___ TEXTE À LIRE ___

Pour rappel, par lettre du 8 mars 2018, la Commission a adressé une mise en demeure au Royaume-Uni. Elle a fait valoir que les modifications apportées au décret de 1973 depuis la notification du 28 décembre 1977 élargissaient le champ d’application de la dérogation ayant été demandée en vertu de cette notification, de sorte que lesdites modifications auraient dû être notifiées à la Commission conformément aux dispositions de la Directive TVA.
Le Royaume-Uni a répondu à cette mise en demeure en contestant le bien-fondé des griefs figurant dans celle-ci. Par la suite, la Commission a adressé un avis motivé au Royaume-Uni.
La Commission a indiqué que les amendements apportés après la notification du 28 décembre 1977 au décret de 1973, tel que modifié par le décret de 1975, constituaient des changements substantiels par rapport à la dérogation résultant de cette notification. Elle a fait valoir que le champ d’application de la mesure notifiée avait été élargi.
Le Royaume-Uni a répondu à l’avis motivé en soutenant, essentiellement, que les amendements introduits depuis la notification du 28 décembre 1977 dans le décret de 1973, tel que modifié par le décret de 1975, n’élargissaient pas la mesure notifiée au-delà de sa finalité, mais opéraient, au contraire, des modifications purement formelles. Le 1er avril 2019, la Commission a décidé d’introduire un recours.

___

◆ VOTRE TRAVAIL ◆
a) Reformulez plus brièvement le paragraphe du texte qui commence par « Pour rappel, par lettre du 8 mars 2018 », en conservant ses faits essentiels.
b) Transcrivez sans rien changer le passage du texte allant de « Le Royaume-Uni a répondu à cette » jusqu’à « avait été élargi. » inclus.
c) Les affirmations suivantes sont-elles conformes au texte ? Répondez par oui ou par non à chacune, en citant les mots décisifs du texte. (i) Le Royaume-Uni a accepté les griefs formulés dans la mise en demeure. (ii) La Commission a décidé d’introduire un recours le 1er avril 2019. (iii) D’après le Royaume-Uni, les amendements ne constituaient que des modifications de forme.
Appuyez-vous uniquement sur le texte, sans recourir à d’autres connaissances.

___ EXTRAITS DE DONNÉES ___

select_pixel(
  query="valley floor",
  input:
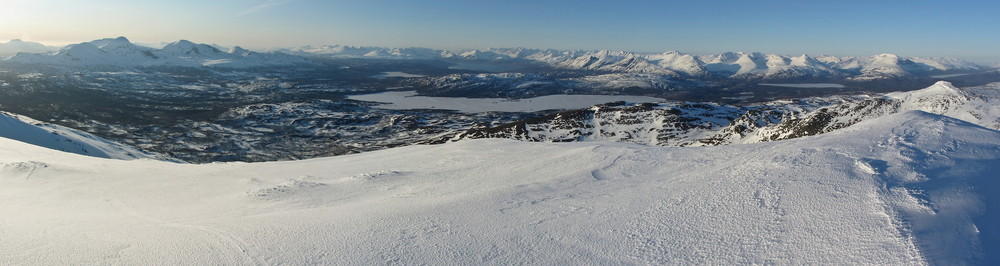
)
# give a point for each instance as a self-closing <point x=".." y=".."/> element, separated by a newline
<point x="909" y="188"/>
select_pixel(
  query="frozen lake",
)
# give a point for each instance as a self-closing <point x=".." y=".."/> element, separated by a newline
<point x="406" y="100"/>
<point x="805" y="85"/>
<point x="948" y="76"/>
<point x="397" y="74"/>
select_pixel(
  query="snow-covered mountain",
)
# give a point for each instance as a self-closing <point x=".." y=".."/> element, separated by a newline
<point x="701" y="124"/>
<point x="27" y="130"/>
<point x="18" y="46"/>
<point x="120" y="52"/>
<point x="733" y="64"/>
<point x="906" y="188"/>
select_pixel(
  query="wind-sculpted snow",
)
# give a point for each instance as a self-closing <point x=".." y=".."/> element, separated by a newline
<point x="27" y="130"/>
<point x="907" y="188"/>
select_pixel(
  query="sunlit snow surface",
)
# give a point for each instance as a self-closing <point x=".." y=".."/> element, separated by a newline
<point x="908" y="188"/>
<point x="404" y="100"/>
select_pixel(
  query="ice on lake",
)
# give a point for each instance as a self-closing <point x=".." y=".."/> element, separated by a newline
<point x="408" y="100"/>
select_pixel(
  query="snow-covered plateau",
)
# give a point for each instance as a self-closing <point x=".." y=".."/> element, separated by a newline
<point x="733" y="158"/>
<point x="908" y="188"/>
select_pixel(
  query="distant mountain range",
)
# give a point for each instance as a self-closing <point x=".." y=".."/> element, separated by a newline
<point x="731" y="64"/>
<point x="737" y="65"/>
<point x="710" y="124"/>
<point x="18" y="46"/>
<point x="120" y="52"/>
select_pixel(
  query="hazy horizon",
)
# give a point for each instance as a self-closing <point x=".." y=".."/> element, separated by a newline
<point x="907" y="28"/>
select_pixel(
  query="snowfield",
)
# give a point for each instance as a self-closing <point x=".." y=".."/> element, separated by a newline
<point x="908" y="188"/>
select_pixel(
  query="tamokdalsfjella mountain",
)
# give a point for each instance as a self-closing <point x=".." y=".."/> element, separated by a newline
<point x="738" y="65"/>
<point x="199" y="103"/>
<point x="496" y="156"/>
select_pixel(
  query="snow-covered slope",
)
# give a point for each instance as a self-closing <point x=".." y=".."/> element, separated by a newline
<point x="909" y="188"/>
<point x="732" y="64"/>
<point x="699" y="124"/>
<point x="18" y="46"/>
<point x="121" y="53"/>
<point x="27" y="130"/>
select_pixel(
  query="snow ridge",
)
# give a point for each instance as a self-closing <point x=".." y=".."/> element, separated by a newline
<point x="121" y="53"/>
<point x="708" y="124"/>
<point x="27" y="130"/>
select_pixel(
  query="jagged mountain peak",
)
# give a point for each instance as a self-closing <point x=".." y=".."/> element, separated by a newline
<point x="939" y="89"/>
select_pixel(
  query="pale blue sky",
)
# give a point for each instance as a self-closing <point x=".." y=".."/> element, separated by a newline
<point x="964" y="29"/>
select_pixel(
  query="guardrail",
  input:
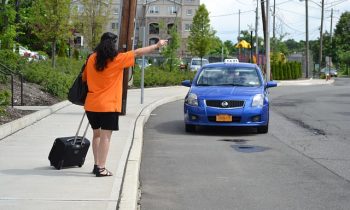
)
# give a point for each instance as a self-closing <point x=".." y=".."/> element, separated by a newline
<point x="8" y="72"/>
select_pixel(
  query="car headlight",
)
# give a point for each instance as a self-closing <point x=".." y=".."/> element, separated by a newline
<point x="192" y="99"/>
<point x="258" y="100"/>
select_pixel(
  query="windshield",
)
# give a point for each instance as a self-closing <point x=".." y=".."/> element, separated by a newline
<point x="198" y="62"/>
<point x="228" y="76"/>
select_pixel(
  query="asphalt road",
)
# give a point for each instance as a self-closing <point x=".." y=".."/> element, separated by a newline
<point x="302" y="163"/>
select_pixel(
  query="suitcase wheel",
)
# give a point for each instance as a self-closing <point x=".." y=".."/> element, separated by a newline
<point x="60" y="165"/>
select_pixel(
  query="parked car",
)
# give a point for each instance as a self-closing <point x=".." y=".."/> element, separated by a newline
<point x="197" y="63"/>
<point x="333" y="71"/>
<point x="227" y="94"/>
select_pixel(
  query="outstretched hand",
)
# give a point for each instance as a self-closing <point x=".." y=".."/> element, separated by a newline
<point x="162" y="42"/>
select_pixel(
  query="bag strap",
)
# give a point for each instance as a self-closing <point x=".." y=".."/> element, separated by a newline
<point x="77" y="133"/>
<point x="83" y="67"/>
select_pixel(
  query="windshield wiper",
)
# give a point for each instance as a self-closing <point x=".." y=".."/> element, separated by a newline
<point x="229" y="84"/>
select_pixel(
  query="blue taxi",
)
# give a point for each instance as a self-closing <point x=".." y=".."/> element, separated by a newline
<point x="228" y="94"/>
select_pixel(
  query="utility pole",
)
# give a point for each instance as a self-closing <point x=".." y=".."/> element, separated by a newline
<point x="274" y="27"/>
<point x="331" y="30"/>
<point x="321" y="37"/>
<point x="125" y="41"/>
<point x="256" y="33"/>
<point x="307" y="39"/>
<point x="268" y="70"/>
<point x="239" y="26"/>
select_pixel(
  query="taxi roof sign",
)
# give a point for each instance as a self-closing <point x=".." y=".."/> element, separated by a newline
<point x="232" y="60"/>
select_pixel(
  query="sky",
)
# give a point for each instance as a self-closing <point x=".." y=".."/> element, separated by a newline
<point x="289" y="20"/>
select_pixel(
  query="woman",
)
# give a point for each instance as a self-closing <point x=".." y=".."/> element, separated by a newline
<point x="104" y="76"/>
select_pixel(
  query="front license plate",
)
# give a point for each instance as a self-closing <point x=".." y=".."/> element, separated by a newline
<point x="223" y="118"/>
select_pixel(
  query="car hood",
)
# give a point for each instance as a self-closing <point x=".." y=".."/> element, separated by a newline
<point x="223" y="91"/>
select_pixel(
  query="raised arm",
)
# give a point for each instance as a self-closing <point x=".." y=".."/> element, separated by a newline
<point x="151" y="48"/>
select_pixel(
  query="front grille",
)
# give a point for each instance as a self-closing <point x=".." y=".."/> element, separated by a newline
<point x="223" y="103"/>
<point x="234" y="119"/>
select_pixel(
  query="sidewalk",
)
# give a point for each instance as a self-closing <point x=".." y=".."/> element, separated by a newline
<point x="27" y="181"/>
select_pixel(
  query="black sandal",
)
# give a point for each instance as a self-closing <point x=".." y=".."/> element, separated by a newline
<point x="95" y="170"/>
<point x="100" y="172"/>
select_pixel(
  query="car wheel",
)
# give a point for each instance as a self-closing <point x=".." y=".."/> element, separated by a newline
<point x="190" y="128"/>
<point x="263" y="129"/>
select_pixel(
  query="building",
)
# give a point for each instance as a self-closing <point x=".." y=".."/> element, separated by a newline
<point x="157" y="16"/>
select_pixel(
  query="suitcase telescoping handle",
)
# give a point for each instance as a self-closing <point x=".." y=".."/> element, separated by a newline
<point x="76" y="135"/>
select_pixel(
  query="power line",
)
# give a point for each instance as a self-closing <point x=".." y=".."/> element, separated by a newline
<point x="235" y="13"/>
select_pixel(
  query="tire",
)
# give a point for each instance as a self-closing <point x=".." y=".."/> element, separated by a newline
<point x="263" y="129"/>
<point x="190" y="128"/>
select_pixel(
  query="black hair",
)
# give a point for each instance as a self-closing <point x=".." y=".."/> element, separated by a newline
<point x="106" y="50"/>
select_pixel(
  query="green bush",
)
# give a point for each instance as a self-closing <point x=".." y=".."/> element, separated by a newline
<point x="286" y="71"/>
<point x="12" y="60"/>
<point x="55" y="81"/>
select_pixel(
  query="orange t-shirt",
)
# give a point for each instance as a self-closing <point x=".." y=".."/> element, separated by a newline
<point x="105" y="87"/>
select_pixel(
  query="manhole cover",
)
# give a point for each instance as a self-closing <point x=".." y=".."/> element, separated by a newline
<point x="239" y="141"/>
<point x="249" y="148"/>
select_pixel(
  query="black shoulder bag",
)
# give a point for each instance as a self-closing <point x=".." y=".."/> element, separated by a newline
<point x="78" y="91"/>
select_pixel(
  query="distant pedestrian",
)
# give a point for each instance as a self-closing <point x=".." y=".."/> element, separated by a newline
<point x="104" y="76"/>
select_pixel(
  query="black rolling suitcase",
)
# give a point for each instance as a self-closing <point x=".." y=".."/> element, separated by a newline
<point x="70" y="151"/>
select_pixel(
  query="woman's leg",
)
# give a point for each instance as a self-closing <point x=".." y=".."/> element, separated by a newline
<point x="103" y="147"/>
<point x="95" y="143"/>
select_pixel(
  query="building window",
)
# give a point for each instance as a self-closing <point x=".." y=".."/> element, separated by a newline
<point x="154" y="28"/>
<point x="80" y="9"/>
<point x="189" y="12"/>
<point x="116" y="10"/>
<point x="153" y="41"/>
<point x="154" y="10"/>
<point x="188" y="27"/>
<point x="170" y="26"/>
<point x="114" y="25"/>
<point x="172" y="10"/>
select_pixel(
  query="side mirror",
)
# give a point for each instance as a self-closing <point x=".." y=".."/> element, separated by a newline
<point x="186" y="83"/>
<point x="271" y="84"/>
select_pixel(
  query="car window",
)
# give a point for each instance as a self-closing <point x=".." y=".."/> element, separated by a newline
<point x="198" y="62"/>
<point x="226" y="76"/>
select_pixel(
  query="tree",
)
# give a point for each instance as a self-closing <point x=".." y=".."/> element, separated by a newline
<point x="50" y="20"/>
<point x="92" y="20"/>
<point x="342" y="37"/>
<point x="7" y="24"/>
<point x="342" y="32"/>
<point x="201" y="36"/>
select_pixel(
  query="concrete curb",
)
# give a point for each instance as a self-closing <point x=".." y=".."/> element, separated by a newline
<point x="304" y="82"/>
<point x="16" y="125"/>
<point x="130" y="194"/>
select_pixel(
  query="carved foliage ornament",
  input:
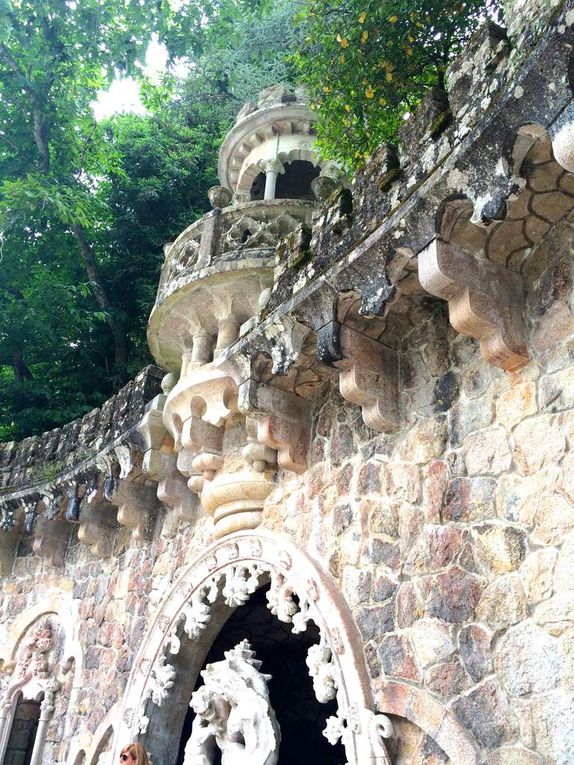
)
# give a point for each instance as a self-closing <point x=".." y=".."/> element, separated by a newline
<point x="295" y="606"/>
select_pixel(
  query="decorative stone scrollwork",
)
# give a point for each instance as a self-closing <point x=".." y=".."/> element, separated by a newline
<point x="368" y="373"/>
<point x="249" y="233"/>
<point x="96" y="529"/>
<point x="234" y="713"/>
<point x="280" y="599"/>
<point x="240" y="583"/>
<point x="162" y="679"/>
<point x="298" y="593"/>
<point x="283" y="421"/>
<point x="136" y="503"/>
<point x="323" y="672"/>
<point x="484" y="299"/>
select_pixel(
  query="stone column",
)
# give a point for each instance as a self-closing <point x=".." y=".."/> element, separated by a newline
<point x="226" y="333"/>
<point x="201" y="351"/>
<point x="271" y="168"/>
<point x="6" y="712"/>
<point x="46" y="711"/>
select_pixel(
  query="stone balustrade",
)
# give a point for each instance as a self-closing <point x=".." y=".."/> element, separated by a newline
<point x="245" y="230"/>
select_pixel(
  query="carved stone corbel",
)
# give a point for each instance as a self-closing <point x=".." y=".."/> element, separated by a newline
<point x="136" y="503"/>
<point x="283" y="421"/>
<point x="484" y="299"/>
<point x="51" y="540"/>
<point x="96" y="528"/>
<point x="173" y="490"/>
<point x="368" y="373"/>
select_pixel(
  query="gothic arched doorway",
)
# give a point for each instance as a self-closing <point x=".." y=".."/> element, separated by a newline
<point x="300" y="716"/>
<point x="216" y="585"/>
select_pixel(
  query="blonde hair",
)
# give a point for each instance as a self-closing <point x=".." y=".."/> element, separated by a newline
<point x="138" y="752"/>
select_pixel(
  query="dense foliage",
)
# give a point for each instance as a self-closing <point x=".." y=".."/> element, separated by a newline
<point x="368" y="62"/>
<point x="86" y="206"/>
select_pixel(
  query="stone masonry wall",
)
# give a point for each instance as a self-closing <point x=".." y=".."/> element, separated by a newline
<point x="452" y="541"/>
<point x="451" y="538"/>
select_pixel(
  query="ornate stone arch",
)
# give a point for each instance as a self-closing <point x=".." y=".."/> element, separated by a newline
<point x="299" y="591"/>
<point x="32" y="674"/>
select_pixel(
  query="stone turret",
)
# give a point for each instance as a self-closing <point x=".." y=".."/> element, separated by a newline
<point x="217" y="275"/>
<point x="217" y="268"/>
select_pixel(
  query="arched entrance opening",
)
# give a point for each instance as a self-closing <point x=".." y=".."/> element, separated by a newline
<point x="209" y="590"/>
<point x="300" y="716"/>
<point x="293" y="183"/>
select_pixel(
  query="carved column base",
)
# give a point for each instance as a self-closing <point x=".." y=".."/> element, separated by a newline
<point x="235" y="500"/>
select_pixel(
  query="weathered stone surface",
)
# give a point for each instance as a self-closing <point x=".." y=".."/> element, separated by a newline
<point x="383" y="518"/>
<point x="517" y="497"/>
<point x="454" y="595"/>
<point x="554" y="519"/>
<point x="528" y="660"/>
<point x="557" y="390"/>
<point x="557" y="614"/>
<point x="566" y="479"/>
<point x="398" y="658"/>
<point x="356" y="585"/>
<point x="403" y="481"/>
<point x="435" y="548"/>
<point x="537" y="573"/>
<point x="469" y="499"/>
<point x="553" y="721"/>
<point x="409" y="605"/>
<point x="564" y="565"/>
<point x="425" y="441"/>
<point x="487" y="452"/>
<point x="516" y="403"/>
<point x="486" y="712"/>
<point x="465" y="417"/>
<point x="447" y="679"/>
<point x="499" y="548"/>
<point x="503" y="602"/>
<point x="375" y="621"/>
<point x="433" y="641"/>
<point x="566" y="644"/>
<point x="435" y="478"/>
<point x="474" y="647"/>
<point x="538" y="444"/>
<point x="513" y="755"/>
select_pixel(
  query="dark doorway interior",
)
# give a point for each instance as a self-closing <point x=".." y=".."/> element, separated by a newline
<point x="294" y="183"/>
<point x="300" y="716"/>
<point x="22" y="732"/>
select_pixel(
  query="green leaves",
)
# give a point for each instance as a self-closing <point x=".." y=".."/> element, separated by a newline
<point x="367" y="62"/>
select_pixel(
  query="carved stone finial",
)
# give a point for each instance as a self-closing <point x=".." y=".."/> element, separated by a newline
<point x="368" y="373"/>
<point x="484" y="299"/>
<point x="283" y="421"/>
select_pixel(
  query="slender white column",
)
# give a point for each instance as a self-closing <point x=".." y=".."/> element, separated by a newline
<point x="46" y="711"/>
<point x="6" y="715"/>
<point x="271" y="168"/>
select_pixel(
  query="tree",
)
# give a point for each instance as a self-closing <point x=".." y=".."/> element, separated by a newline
<point x="367" y="62"/>
<point x="85" y="207"/>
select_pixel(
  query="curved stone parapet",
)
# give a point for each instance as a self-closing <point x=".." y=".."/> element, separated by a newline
<point x="40" y="460"/>
<point x="240" y="232"/>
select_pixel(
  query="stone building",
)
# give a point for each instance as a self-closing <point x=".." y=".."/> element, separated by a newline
<point x="357" y="476"/>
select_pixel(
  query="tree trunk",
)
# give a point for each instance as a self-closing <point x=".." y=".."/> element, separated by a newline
<point x="21" y="371"/>
<point x="116" y="326"/>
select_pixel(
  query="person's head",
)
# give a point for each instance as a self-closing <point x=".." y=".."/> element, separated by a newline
<point x="134" y="754"/>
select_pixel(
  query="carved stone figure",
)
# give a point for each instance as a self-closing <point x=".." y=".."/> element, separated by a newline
<point x="234" y="714"/>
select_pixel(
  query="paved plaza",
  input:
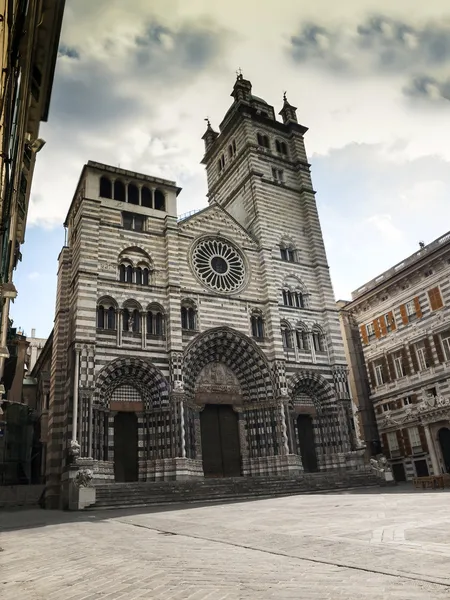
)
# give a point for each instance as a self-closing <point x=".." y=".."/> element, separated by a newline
<point x="363" y="544"/>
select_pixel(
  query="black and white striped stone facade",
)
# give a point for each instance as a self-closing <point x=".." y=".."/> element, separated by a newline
<point x="155" y="364"/>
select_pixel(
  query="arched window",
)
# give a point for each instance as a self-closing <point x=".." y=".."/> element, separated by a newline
<point x="125" y="319"/>
<point x="257" y="323"/>
<point x="160" y="200"/>
<point x="318" y="340"/>
<point x="101" y="317"/>
<point x="286" y="335"/>
<point x="111" y="318"/>
<point x="188" y="318"/>
<point x="302" y="338"/>
<point x="155" y="322"/>
<point x="105" y="187"/>
<point x="129" y="274"/>
<point x="287" y="252"/>
<point x="146" y="197"/>
<point x="136" y="320"/>
<point x="133" y="194"/>
<point x="281" y="147"/>
<point x="119" y="190"/>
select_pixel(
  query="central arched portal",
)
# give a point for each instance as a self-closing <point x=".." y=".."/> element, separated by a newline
<point x="444" y="441"/>
<point x="125" y="447"/>
<point x="220" y="441"/>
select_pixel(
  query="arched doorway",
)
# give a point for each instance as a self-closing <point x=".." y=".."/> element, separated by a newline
<point x="444" y="441"/>
<point x="220" y="441"/>
<point x="125" y="447"/>
<point x="306" y="443"/>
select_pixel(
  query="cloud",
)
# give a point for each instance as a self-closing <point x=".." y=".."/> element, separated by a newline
<point x="428" y="88"/>
<point x="380" y="45"/>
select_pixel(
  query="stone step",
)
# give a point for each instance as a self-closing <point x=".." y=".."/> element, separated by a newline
<point x="137" y="494"/>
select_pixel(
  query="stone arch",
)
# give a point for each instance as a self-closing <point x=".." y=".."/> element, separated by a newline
<point x="236" y="351"/>
<point x="314" y="385"/>
<point x="138" y="373"/>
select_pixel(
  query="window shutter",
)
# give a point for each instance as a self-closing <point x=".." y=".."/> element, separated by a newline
<point x="391" y="366"/>
<point x="412" y="351"/>
<point x="401" y="443"/>
<point x="386" y="375"/>
<point x="417" y="306"/>
<point x="404" y="314"/>
<point x="364" y="336"/>
<point x="373" y="381"/>
<point x="428" y="352"/>
<point x="392" y="321"/>
<point x="405" y="360"/>
<point x="385" y="446"/>
<point x="435" y="298"/>
<point x="407" y="442"/>
<point x="376" y="326"/>
<point x="423" y="438"/>
<point x="439" y="352"/>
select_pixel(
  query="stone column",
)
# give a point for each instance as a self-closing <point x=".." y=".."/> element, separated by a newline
<point x="143" y="328"/>
<point x="432" y="450"/>
<point x="75" y="395"/>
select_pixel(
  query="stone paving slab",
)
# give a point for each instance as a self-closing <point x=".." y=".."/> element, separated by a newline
<point x="371" y="544"/>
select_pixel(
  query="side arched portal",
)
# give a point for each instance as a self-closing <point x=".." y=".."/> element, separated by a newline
<point x="316" y="429"/>
<point x="134" y="424"/>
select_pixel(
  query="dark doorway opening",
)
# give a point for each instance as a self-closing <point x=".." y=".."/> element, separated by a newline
<point x="220" y="441"/>
<point x="444" y="441"/>
<point x="398" y="471"/>
<point x="125" y="447"/>
<point x="421" y="468"/>
<point x="306" y="443"/>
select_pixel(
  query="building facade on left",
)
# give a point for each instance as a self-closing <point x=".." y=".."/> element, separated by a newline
<point x="30" y="32"/>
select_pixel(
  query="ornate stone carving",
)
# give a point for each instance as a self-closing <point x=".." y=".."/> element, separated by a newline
<point x="380" y="464"/>
<point x="217" y="377"/>
<point x="83" y="478"/>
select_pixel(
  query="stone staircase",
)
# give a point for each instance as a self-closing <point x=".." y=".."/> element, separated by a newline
<point x="139" y="494"/>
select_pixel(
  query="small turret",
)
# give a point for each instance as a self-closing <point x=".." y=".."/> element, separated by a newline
<point x="288" y="112"/>
<point x="209" y="136"/>
<point x="242" y="90"/>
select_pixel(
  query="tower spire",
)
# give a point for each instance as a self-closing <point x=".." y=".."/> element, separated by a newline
<point x="288" y="112"/>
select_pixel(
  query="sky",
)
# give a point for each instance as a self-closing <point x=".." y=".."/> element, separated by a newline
<point x="135" y="81"/>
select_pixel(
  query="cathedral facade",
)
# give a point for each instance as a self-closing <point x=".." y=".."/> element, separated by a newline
<point x="204" y="346"/>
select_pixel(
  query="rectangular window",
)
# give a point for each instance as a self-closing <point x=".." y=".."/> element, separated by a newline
<point x="435" y="298"/>
<point x="379" y="374"/>
<point x="414" y="438"/>
<point x="411" y="310"/>
<point x="370" y="330"/>
<point x="392" y="441"/>
<point x="422" y="358"/>
<point x="445" y="341"/>
<point x="278" y="175"/>
<point x="398" y="365"/>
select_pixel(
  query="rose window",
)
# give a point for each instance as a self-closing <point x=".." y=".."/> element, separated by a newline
<point x="218" y="265"/>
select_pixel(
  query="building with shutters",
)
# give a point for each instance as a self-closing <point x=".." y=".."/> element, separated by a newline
<point x="398" y="324"/>
<point x="206" y="345"/>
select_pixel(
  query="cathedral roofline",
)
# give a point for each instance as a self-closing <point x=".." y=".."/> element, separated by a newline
<point x="240" y="109"/>
<point x="117" y="171"/>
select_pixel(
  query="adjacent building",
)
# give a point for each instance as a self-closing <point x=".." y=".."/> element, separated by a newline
<point x="398" y="324"/>
<point x="203" y="346"/>
<point x="29" y="32"/>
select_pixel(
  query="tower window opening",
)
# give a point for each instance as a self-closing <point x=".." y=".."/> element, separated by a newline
<point x="105" y="187"/>
<point x="160" y="200"/>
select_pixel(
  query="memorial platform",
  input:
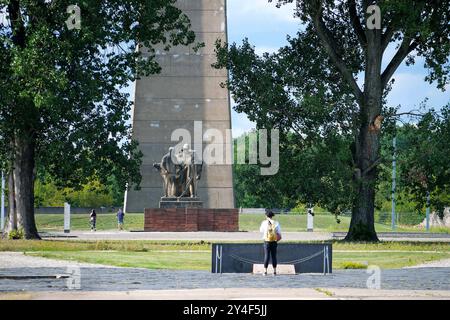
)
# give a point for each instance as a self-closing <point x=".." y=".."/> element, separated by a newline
<point x="191" y="220"/>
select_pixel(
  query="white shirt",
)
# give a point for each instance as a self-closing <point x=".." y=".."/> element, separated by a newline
<point x="265" y="226"/>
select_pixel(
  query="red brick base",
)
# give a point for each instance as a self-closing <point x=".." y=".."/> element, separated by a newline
<point x="191" y="220"/>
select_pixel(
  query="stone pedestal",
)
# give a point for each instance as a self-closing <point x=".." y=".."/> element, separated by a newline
<point x="191" y="220"/>
<point x="166" y="203"/>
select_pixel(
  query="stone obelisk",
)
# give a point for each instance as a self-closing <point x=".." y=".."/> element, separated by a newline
<point x="187" y="90"/>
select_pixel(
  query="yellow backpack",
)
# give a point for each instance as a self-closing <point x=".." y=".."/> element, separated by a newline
<point x="271" y="234"/>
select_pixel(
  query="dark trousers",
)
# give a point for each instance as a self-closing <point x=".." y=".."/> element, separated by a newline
<point x="270" y="251"/>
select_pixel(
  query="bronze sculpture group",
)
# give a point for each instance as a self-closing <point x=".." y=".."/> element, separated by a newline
<point x="180" y="173"/>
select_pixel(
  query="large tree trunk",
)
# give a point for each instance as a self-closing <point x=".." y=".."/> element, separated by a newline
<point x="12" y="215"/>
<point x="24" y="162"/>
<point x="367" y="151"/>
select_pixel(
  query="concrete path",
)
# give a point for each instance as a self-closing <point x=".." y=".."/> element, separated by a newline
<point x="236" y="294"/>
<point x="231" y="236"/>
<point x="433" y="264"/>
<point x="24" y="277"/>
<point x="19" y="260"/>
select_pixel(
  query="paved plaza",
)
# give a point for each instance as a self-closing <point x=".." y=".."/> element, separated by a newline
<point x="48" y="278"/>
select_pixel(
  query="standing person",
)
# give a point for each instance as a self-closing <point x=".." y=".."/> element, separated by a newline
<point x="93" y="217"/>
<point x="120" y="216"/>
<point x="271" y="231"/>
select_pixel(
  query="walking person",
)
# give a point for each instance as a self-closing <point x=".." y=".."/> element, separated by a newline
<point x="93" y="220"/>
<point x="271" y="231"/>
<point x="120" y="216"/>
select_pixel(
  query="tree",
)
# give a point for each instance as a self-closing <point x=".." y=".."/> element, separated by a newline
<point x="424" y="152"/>
<point x="61" y="103"/>
<point x="340" y="43"/>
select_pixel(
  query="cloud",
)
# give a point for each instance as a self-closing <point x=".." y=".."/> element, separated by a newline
<point x="258" y="9"/>
<point x="262" y="49"/>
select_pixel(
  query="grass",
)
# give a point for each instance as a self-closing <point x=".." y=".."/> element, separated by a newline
<point x="247" y="222"/>
<point x="353" y="265"/>
<point x="324" y="223"/>
<point x="105" y="221"/>
<point x="196" y="255"/>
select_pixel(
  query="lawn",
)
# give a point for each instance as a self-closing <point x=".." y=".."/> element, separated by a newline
<point x="247" y="222"/>
<point x="189" y="255"/>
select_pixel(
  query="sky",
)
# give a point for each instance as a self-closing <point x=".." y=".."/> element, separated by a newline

___

◆ RÉPONSES ATTENDUES ◆
a) Le 8 mars 2018, la Commission a mis en demeure le Royaume-Uni. Selon elle, les modifications apportées au décret de 1973 après la notification du 28 décembre 1977 élargissaient la dérogation alors demandée. Elles auraient donc dû lui être notifiées conformément à la Directive TVA.

b)
Le Royaume-Uni a répondu à cette mise en demeure en contestant le bien-fondé des griefs figurant dans celle-ci. Par la suite, la Commission a adressé un avis motivé au Royaume-Uni.
La Commission a indiqué que les amendements apportés après la notification du 28 décembre 1977 au décret de 1973, tel que modifié par le décret de 1975, constituaient des changements substantiels par rapport à la dérogation résultant de cette notification. Elle a fait valoir que le champ d’application de la mesure notifiée avait été élargi.

c)
(i) Non : « en contestant le bien-fondé des griefs figurant dans celle-ci ».
(ii) Oui : « Le 1er avril 2019, la Commission a décidé d’introduire un recours. »
(iii) Oui : « opéraient, au contraire, des modifications purement formelles ».